» **DOCUMENT SEGMENT**:
Dear Editor,
Your newspaper’s report of December 31, 2011, “Teen dies after botched abortion”, is a painful statement, nearly seventeen years after Guyana introduced one of the most liberal abortion laws in the region.
The teenager’s unfortunate and unnecessary death is a sad statement of the limits of even a very good law. But her death is not a failure of the law. It is a failure of political leadership.
No Minister of Health has had the courage to confront the ugly stigma associated with abortion and take a firm stand for the implementation of the law.
There has been no public exercise to educate women about the law and to make abortion services readily available in public hospitals. There has been no investment in educating nurses or doctors on the law and its service requirements, including counselling. There has been no sustained campaign to increase knowledge of and access to contraception.
Women are therefore left to the unmonitored skills of private physicians. Some are excellent and some are not.

» **RECORD EXTRACTS**:
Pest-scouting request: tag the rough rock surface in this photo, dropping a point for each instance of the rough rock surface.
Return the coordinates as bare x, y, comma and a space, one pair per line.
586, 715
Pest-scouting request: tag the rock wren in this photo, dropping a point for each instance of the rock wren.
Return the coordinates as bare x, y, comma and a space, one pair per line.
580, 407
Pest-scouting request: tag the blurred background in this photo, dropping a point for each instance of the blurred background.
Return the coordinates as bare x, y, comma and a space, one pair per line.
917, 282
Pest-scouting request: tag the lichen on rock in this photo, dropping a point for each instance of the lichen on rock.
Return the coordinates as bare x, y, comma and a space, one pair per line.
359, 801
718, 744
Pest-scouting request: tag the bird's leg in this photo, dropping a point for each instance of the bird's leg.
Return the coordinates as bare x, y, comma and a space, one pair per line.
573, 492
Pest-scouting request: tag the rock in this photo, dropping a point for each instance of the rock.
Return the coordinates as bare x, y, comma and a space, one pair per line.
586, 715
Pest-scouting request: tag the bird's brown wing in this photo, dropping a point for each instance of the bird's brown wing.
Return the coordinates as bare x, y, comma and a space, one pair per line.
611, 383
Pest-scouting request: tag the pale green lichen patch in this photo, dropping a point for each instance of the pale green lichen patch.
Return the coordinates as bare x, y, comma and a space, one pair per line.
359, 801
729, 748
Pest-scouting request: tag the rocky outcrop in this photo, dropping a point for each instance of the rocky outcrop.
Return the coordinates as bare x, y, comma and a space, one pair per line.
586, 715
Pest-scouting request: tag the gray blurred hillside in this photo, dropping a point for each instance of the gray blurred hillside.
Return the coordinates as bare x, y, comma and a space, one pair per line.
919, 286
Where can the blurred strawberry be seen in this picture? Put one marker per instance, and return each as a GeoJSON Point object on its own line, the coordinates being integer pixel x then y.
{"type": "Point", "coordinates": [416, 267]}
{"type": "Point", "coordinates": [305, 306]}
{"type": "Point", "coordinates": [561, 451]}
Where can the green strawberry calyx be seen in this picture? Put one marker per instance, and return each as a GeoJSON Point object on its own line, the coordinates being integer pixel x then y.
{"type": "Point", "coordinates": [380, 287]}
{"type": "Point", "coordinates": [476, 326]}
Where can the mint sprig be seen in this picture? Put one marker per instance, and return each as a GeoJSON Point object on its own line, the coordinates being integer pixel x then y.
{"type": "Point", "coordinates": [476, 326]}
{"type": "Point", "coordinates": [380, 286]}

» **ASSIGNED TASK 1**:
In the letter on Guyana's abortion law, how long after the law was introduced did the newspaper's report appear?
» **ASSIGNED TASK 2**:
Render this sentence from the letter on Guyana's abortion law in Spanish: "But her death is not a failure of the law."
» **ASSIGNED TASK 3**:
Carry the letter on Guyana's abortion law forward from its final sentence.
None of the data is needed for this work.

» **REPLY 1**:
Nearly seventeen years.

» **REPLY 2**:
Pero su muerte no es un fracaso de la ley.

» **REPLY 3**:
I extend my condolences to the young woman’s family and her children. Her death will leave a permanent hole in two families. This should never have happened. Yet her death is merely the tip of the iceberg.
The more pervasive threat of unsafe abortion is to women’s health. Many are left sub-fertile and face a wide range of other complications. These are unseen and ignored by the media. Death is the dramatic exception that captures headlines.
Bottom line: stigma remains triumphant. Without political courage the law is blunt and ineffective. And women remain vulnerable. Many will be harmed and a few will die. All of this is unnecessary.